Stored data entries

◇ ◇ ◇ ◇

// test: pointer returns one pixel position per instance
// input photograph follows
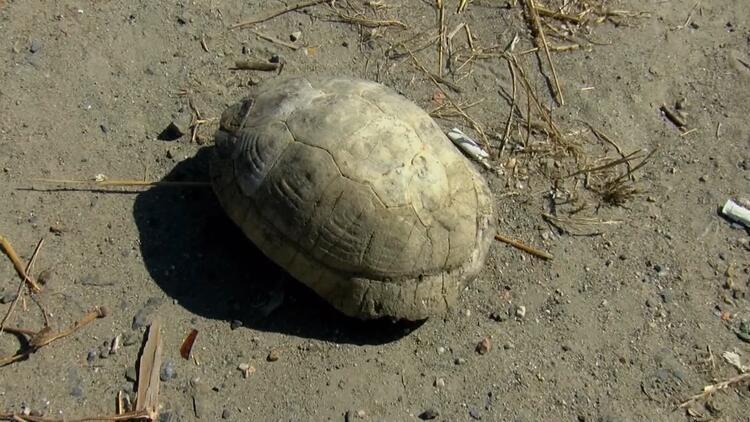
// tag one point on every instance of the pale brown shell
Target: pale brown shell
(356, 192)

◇ ◇ ◇ ◇

Stated goal ->
Turn every line of the material above into a numbered list, skipping blank lines and leaving out the picture.

Full answer ->
1. // test: pointer returns one pixel position per instance
2. // input photograph follows
3. // tag one point on every instance of the pale brown shell
4. Target: pale brown shell
5. (356, 192)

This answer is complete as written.